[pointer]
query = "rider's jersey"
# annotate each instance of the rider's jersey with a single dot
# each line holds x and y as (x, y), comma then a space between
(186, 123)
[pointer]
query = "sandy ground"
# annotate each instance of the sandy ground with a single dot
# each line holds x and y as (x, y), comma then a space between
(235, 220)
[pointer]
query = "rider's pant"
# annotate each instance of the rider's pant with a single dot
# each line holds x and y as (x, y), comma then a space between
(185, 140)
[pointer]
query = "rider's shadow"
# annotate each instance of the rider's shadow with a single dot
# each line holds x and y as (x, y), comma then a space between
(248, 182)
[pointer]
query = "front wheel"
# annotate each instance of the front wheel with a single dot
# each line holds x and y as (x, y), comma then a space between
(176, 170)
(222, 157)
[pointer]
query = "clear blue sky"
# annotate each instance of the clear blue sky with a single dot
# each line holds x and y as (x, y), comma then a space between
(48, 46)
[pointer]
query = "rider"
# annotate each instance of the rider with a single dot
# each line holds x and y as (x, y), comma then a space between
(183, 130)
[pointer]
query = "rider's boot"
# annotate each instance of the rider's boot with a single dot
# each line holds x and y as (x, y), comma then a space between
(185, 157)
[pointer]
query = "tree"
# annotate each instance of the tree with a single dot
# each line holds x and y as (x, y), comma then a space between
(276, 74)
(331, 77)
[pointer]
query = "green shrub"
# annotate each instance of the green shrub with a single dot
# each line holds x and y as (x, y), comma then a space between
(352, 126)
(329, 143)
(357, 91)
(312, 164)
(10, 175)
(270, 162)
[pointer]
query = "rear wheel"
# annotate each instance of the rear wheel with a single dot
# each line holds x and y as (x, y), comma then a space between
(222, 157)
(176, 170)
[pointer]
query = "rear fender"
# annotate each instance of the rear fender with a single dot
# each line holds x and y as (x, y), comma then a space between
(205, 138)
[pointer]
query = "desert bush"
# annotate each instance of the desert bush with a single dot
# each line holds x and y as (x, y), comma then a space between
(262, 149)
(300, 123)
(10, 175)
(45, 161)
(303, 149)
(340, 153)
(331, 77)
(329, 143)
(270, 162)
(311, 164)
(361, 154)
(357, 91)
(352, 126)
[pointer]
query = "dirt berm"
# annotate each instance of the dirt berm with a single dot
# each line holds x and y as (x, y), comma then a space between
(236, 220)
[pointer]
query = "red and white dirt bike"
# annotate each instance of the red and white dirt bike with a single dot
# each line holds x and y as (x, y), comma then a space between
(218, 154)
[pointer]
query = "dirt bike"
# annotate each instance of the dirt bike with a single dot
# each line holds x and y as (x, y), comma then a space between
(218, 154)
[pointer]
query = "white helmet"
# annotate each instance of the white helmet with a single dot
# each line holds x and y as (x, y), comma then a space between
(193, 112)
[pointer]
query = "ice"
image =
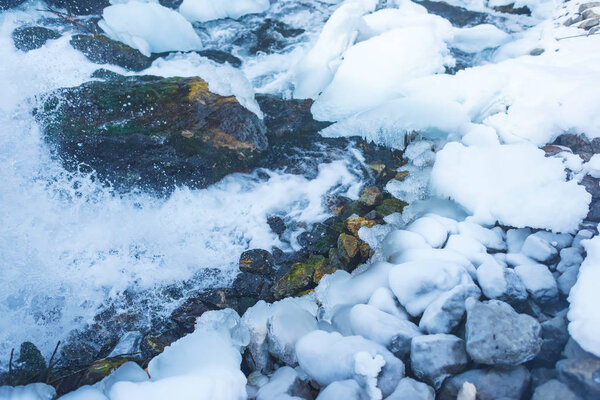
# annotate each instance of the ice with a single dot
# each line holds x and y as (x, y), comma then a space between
(363, 81)
(348, 390)
(316, 69)
(378, 326)
(329, 357)
(584, 298)
(180, 372)
(489, 182)
(149, 27)
(539, 282)
(416, 284)
(537, 248)
(478, 38)
(206, 10)
(33, 391)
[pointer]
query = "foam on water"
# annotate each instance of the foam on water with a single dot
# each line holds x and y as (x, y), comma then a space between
(68, 244)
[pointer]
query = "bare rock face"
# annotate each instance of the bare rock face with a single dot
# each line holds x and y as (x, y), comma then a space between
(152, 132)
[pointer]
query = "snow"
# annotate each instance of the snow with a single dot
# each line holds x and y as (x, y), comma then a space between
(362, 81)
(149, 27)
(206, 10)
(489, 182)
(584, 297)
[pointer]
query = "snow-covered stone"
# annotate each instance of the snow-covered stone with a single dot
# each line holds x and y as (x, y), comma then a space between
(497, 335)
(417, 284)
(410, 389)
(539, 281)
(435, 357)
(445, 313)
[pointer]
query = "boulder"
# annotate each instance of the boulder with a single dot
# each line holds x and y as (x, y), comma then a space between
(554, 390)
(436, 357)
(152, 132)
(582, 375)
(491, 384)
(32, 37)
(103, 50)
(497, 335)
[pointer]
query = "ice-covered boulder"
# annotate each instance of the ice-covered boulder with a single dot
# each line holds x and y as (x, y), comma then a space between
(329, 357)
(583, 314)
(149, 27)
(539, 281)
(446, 312)
(489, 182)
(417, 284)
(435, 357)
(497, 335)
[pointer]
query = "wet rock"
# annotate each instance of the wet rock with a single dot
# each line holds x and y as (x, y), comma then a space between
(497, 335)
(445, 313)
(555, 335)
(152, 132)
(370, 197)
(103, 50)
(257, 261)
(409, 389)
(32, 37)
(554, 390)
(492, 384)
(458, 16)
(276, 224)
(390, 206)
(511, 9)
(436, 357)
(273, 36)
(80, 7)
(581, 375)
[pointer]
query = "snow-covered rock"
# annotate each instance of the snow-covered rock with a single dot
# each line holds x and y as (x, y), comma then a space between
(435, 357)
(149, 27)
(497, 335)
(539, 281)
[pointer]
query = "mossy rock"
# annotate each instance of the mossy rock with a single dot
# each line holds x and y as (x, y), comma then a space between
(33, 37)
(148, 131)
(103, 50)
(390, 206)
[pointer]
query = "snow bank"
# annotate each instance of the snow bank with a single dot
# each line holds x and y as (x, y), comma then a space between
(584, 299)
(206, 10)
(149, 27)
(492, 184)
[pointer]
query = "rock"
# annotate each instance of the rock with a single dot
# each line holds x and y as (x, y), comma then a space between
(539, 249)
(354, 223)
(436, 357)
(446, 312)
(554, 390)
(539, 282)
(103, 50)
(555, 335)
(500, 283)
(152, 132)
(32, 37)
(497, 335)
(257, 261)
(491, 384)
(582, 375)
(370, 197)
(80, 7)
(277, 225)
(390, 206)
(409, 389)
(170, 3)
(8, 4)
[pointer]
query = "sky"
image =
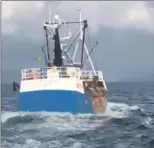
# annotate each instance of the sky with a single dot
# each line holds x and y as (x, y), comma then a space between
(125, 30)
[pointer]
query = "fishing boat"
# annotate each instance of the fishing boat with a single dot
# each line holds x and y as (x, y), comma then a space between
(63, 85)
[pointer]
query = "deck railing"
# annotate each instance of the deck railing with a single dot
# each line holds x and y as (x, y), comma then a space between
(60, 72)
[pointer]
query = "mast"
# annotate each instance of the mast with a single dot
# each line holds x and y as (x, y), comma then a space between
(52, 32)
(47, 45)
(58, 61)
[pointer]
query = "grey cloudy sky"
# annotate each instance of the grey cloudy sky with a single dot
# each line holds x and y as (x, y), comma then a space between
(125, 31)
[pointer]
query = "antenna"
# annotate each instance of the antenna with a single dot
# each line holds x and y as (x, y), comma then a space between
(80, 19)
(49, 13)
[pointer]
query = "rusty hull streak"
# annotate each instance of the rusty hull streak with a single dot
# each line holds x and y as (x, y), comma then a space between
(98, 94)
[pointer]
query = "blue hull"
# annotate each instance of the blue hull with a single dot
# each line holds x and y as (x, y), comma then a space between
(55, 101)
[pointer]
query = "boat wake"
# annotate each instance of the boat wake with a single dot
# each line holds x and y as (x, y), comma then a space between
(44, 129)
(114, 110)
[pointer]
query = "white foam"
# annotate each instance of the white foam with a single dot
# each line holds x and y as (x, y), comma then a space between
(116, 110)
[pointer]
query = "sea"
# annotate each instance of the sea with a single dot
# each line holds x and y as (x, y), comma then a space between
(127, 123)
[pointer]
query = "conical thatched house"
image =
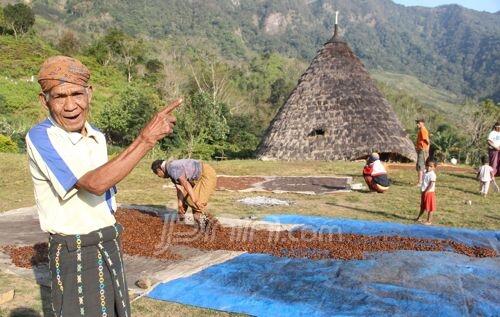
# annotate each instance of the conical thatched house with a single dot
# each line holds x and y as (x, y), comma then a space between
(336, 112)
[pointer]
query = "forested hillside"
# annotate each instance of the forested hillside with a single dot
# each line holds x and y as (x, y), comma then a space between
(235, 62)
(449, 46)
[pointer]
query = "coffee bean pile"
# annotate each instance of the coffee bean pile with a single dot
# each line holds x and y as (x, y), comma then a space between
(237, 183)
(148, 235)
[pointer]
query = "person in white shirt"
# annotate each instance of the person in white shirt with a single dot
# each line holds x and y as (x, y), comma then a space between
(375, 174)
(74, 187)
(485, 175)
(428, 196)
(494, 149)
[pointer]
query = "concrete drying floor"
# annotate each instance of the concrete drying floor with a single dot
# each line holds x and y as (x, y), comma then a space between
(21, 227)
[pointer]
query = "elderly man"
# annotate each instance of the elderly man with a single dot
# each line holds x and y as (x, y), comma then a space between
(494, 149)
(74, 189)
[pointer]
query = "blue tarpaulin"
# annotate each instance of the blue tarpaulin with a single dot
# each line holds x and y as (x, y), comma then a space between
(402, 283)
(485, 238)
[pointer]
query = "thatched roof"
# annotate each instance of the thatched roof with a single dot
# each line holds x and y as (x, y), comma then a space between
(336, 112)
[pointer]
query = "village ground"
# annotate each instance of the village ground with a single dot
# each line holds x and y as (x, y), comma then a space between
(455, 188)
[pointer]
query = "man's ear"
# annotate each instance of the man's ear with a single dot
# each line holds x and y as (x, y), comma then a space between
(43, 100)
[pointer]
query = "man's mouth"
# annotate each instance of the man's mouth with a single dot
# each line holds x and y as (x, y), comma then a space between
(72, 118)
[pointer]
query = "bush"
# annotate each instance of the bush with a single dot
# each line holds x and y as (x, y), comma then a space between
(7, 145)
(122, 121)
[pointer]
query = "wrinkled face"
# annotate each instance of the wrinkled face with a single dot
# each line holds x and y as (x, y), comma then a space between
(69, 105)
(160, 173)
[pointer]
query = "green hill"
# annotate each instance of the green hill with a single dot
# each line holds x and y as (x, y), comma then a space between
(449, 47)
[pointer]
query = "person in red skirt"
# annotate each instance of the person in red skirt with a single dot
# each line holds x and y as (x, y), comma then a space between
(428, 200)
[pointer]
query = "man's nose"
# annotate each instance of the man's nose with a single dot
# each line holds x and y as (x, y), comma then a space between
(69, 103)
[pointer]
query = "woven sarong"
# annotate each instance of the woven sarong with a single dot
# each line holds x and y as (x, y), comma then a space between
(87, 275)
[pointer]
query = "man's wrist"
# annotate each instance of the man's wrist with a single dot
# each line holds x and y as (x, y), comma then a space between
(151, 142)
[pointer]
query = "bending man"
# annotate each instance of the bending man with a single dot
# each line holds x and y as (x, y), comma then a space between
(74, 189)
(195, 182)
(375, 174)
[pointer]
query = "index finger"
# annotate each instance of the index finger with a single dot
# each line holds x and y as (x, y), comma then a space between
(171, 107)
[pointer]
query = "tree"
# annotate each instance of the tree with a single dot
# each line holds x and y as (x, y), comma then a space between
(211, 76)
(68, 43)
(201, 127)
(19, 18)
(123, 120)
(477, 123)
(445, 143)
(119, 47)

········

### Given task
Tally the lines in the rows above that contain the string "berm", matching case-sensitively, and give only the resulting number.

### Exercise solution
2